_Short problem_
Please rewrite every row below in full, adding 68 to each number in the pixel coordinates given as answers.

========================

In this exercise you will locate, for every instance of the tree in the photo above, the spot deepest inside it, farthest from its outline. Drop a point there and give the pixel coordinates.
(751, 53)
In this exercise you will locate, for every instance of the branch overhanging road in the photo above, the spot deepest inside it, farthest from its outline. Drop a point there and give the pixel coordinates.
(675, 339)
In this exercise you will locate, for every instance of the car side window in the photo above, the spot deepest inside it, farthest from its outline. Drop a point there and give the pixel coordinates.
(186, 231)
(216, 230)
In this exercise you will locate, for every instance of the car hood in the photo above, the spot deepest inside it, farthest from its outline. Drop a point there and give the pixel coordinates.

========================

_Output for this exercise_
In this exercise you will locate, for every instance of the tree in the photo above, the spot deepest inside it, farthest from its outline. Drop a point there and give the pixel coordinates.
(819, 121)
In this exercise you will locate, for every instance of the branch overhanging road in the photo above, the spot deepest inside it, farthest from its outline. Drop a point there and give the pixel coordinates.
(743, 407)
In this exercise you will locate, for every instance of the car side window in the photo above, the spot deepest inside it, farthest from its outline. Drop a point there and give the pixel coordinates.
(254, 299)
(284, 298)
In this exercise you will locate, for every instance of the car hood in the photo above, the spot deepest inside it, farthest from its outline. Drop a point there and give the pixel coordinates.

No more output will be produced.